DATA LISTING.
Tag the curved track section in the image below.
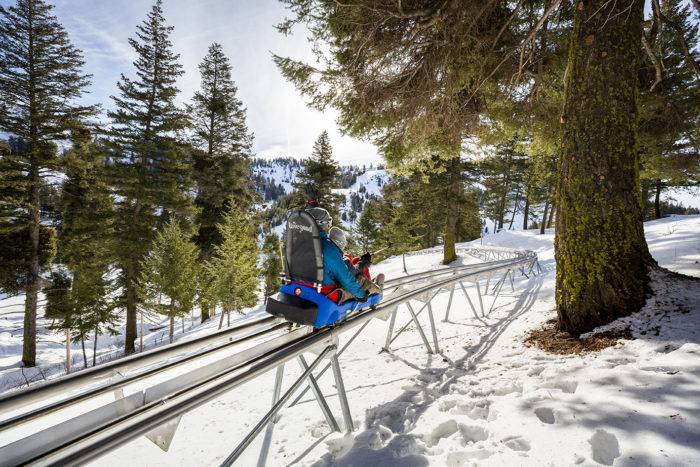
[0,248,537,465]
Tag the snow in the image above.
[0,216,700,467]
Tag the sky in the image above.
[40,0,381,164]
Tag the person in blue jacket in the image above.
[307,207,367,303]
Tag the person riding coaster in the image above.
[266,207,382,328]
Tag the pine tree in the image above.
[293,131,342,223]
[639,0,700,219]
[189,43,253,321]
[262,227,282,300]
[108,0,192,354]
[208,204,258,328]
[139,219,199,343]
[555,0,653,334]
[46,128,118,367]
[0,0,94,366]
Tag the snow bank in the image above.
[82,216,700,467]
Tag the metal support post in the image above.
[221,345,335,467]
[443,284,456,322]
[404,299,433,353]
[488,276,506,315]
[508,269,515,292]
[476,278,486,318]
[459,281,479,318]
[383,307,399,352]
[289,321,369,407]
[331,354,355,433]
[428,302,440,353]
[299,355,340,431]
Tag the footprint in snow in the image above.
[446,449,493,467]
[588,430,621,465]
[535,407,556,425]
[501,436,530,451]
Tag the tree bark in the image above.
[124,266,136,355]
[22,163,41,366]
[442,156,462,264]
[540,196,549,235]
[555,0,654,335]
[92,328,97,366]
[654,180,661,219]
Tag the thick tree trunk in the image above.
[555,0,653,335]
[547,203,557,229]
[22,161,41,366]
[124,264,136,355]
[442,156,462,264]
[654,180,662,219]
[540,198,549,235]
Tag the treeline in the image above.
[275,0,700,334]
[0,0,279,366]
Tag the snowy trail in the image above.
[6,216,700,467]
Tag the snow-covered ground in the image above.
[61,216,700,467]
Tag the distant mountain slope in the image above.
[251,157,390,227]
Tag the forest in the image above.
[0,0,700,367]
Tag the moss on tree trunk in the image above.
[556,0,653,334]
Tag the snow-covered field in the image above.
[69,216,700,467]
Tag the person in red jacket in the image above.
[328,227,384,294]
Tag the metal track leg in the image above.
[272,363,284,423]
[428,302,440,353]
[221,345,335,467]
[443,284,456,322]
[488,276,506,315]
[331,354,355,433]
[406,301,433,353]
[508,269,515,292]
[299,355,340,431]
[289,321,370,407]
[476,279,486,318]
[384,307,399,352]
[459,281,479,318]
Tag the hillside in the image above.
[86,216,700,467]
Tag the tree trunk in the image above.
[442,156,462,264]
[124,266,136,355]
[22,161,41,366]
[219,309,226,329]
[540,200,549,235]
[523,193,530,230]
[555,0,653,335]
[508,190,520,230]
[654,180,662,219]
[547,203,557,229]
[80,334,87,368]
[92,328,97,366]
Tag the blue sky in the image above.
[38,0,380,164]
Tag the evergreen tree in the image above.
[639,0,700,219]
[108,0,191,354]
[555,0,653,334]
[0,0,94,366]
[208,204,258,328]
[46,128,118,367]
[262,227,282,300]
[293,131,342,223]
[139,219,199,343]
[189,43,253,321]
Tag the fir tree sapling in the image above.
[139,219,199,343]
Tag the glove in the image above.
[357,253,372,272]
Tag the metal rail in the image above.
[0,250,537,465]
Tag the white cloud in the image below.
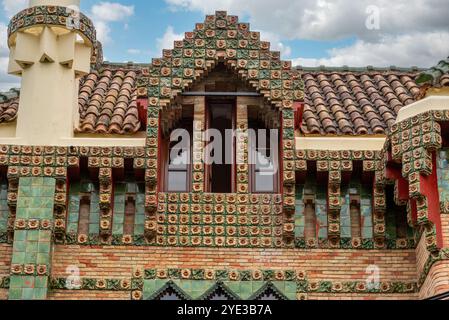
[127,49,142,54]
[156,26,184,52]
[91,2,134,44]
[2,0,28,18]
[293,32,449,67]
[165,0,449,67]
[165,0,449,40]
[91,2,134,22]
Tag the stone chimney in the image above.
[8,0,96,146]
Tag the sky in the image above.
[0,0,449,91]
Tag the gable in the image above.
[138,11,303,108]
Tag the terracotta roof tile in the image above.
[416,57,449,87]
[0,89,19,123]
[76,68,140,134]
[298,68,420,135]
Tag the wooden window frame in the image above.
[248,119,281,194]
[204,97,237,194]
[161,118,193,193]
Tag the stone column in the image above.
[191,97,208,193]
[236,97,248,193]
[8,0,96,145]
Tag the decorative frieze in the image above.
[8,6,96,48]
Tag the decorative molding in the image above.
[0,277,10,289]
[50,278,131,291]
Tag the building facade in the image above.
[0,0,449,300]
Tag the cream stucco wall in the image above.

EXERCISE DIRECTIONS.
Write out every row above word for word, leaving out the pictures.

COMPLETE RESPONSE.
Tag the curved track section in the image below.
[0,248,537,465]
Tag the snow in the image above.
[0,216,700,467]
Tag the sky in the image above.
[40,0,381,164]
Tag the person in blue jacket in the image above.
[307,207,367,303]
Tag the person riding coaster in the image above.
[266,207,382,328]
Tag the pine tree in the image above.
[293,131,342,223]
[639,0,700,219]
[189,43,253,321]
[262,227,282,300]
[108,0,192,354]
[208,204,258,328]
[139,219,199,343]
[555,0,653,334]
[46,128,118,367]
[0,0,94,366]
Tag the snow bank in the image above.
[82,216,700,467]
Tag the metal support post in the image above.
[221,345,335,467]
[443,284,456,322]
[404,299,433,353]
[488,276,506,315]
[508,269,515,292]
[476,278,486,318]
[459,281,479,318]
[383,307,399,352]
[289,321,369,407]
[331,354,355,433]
[428,302,440,353]
[299,355,340,431]
Tag the footprint in snow in the image above.
[446,449,493,467]
[588,430,621,465]
[535,407,556,425]
[501,436,530,451]
Tag the tree bark in the image above.
[124,266,136,355]
[22,163,41,366]
[442,156,462,264]
[540,196,549,235]
[555,0,654,335]
[92,328,97,366]
[654,180,661,219]
Tag the thick tree trunk in the image above.
[555,0,653,335]
[547,203,557,229]
[22,161,41,366]
[124,264,136,355]
[442,156,462,264]
[654,180,662,219]
[540,198,549,235]
Tag the treeline in the image above.
[275,0,700,334]
[0,0,279,366]
Tag the snowy trail in the image above.
[6,216,700,467]
Tag the snow-covered ground in the image above.
[61,216,700,467]
Tag the distant mountain slope in the image above.
[251,157,390,227]
Tag the forest in the image above.
[0,0,700,367]
Tag the moss on tree trunk in the image above.
[556,0,653,334]
Tag the snow-covered field in the image above.
[69,216,700,467]
Tag the person in red jacket in the image above.
[328,227,384,294]
Tag the metal track leg in the image above.
[272,363,284,423]
[428,302,440,353]
[221,345,335,467]
[443,284,456,322]
[488,276,506,315]
[331,354,355,433]
[406,301,433,353]
[508,269,515,292]
[299,355,340,431]
[289,321,370,407]
[476,279,486,318]
[384,307,399,352]
[459,281,479,318]
Tag the hillside in the image above.
[86,216,700,467]
Tag the tree trunk in the image above.
[442,156,462,264]
[124,266,136,355]
[22,161,41,366]
[219,309,226,329]
[540,200,549,235]
[523,193,530,230]
[555,0,653,335]
[508,190,520,230]
[654,180,662,219]
[547,203,557,229]
[80,334,87,368]
[92,328,97,366]
Tag the blue sky in the image above.
[38,0,380,164]
Tag the evergreen tree in the image above.
[639,0,700,219]
[108,0,191,354]
[555,0,653,334]
[0,0,94,366]
[208,204,258,328]
[46,128,118,367]
[262,227,282,300]
[293,131,342,223]
[139,219,199,343]
[189,43,253,321]
Tag the fir tree sapling in the image above.
[139,219,199,343]
Tag the glove in the image above.
[357,253,372,272]
Tag the metal rail in the image above.
[0,250,537,465]
Tag the white cloud in the image below.
[127,49,142,54]
[156,26,184,52]
[91,2,134,44]
[2,0,28,18]
[293,32,449,67]
[165,0,449,67]
[165,0,449,40]
[91,2,134,22]
Tag the stone chimney in the image above.
[8,0,96,146]
Tag the sky in the image above.
[0,0,449,91]
Tag the gable in the image above.
[138,11,303,108]
Tag the terracotta roof tile in the image above.
[416,57,449,87]
[0,89,19,123]
[76,68,140,134]
[298,68,420,135]
Tag the wooden window frame in the image above.
[248,119,281,194]
[204,97,237,194]
[161,118,193,193]
Tag the stone column in the image above.
[191,97,208,193]
[236,97,248,193]
[8,0,96,145]
Tag the decorative frieze in the image above.
[8,6,96,48]
Tag the decorative molding in the image above.
[0,277,10,289]
[50,278,131,291]
Tag the building facade in the image above.
[0,0,449,300]
Tag the cream stucco wall in the image above.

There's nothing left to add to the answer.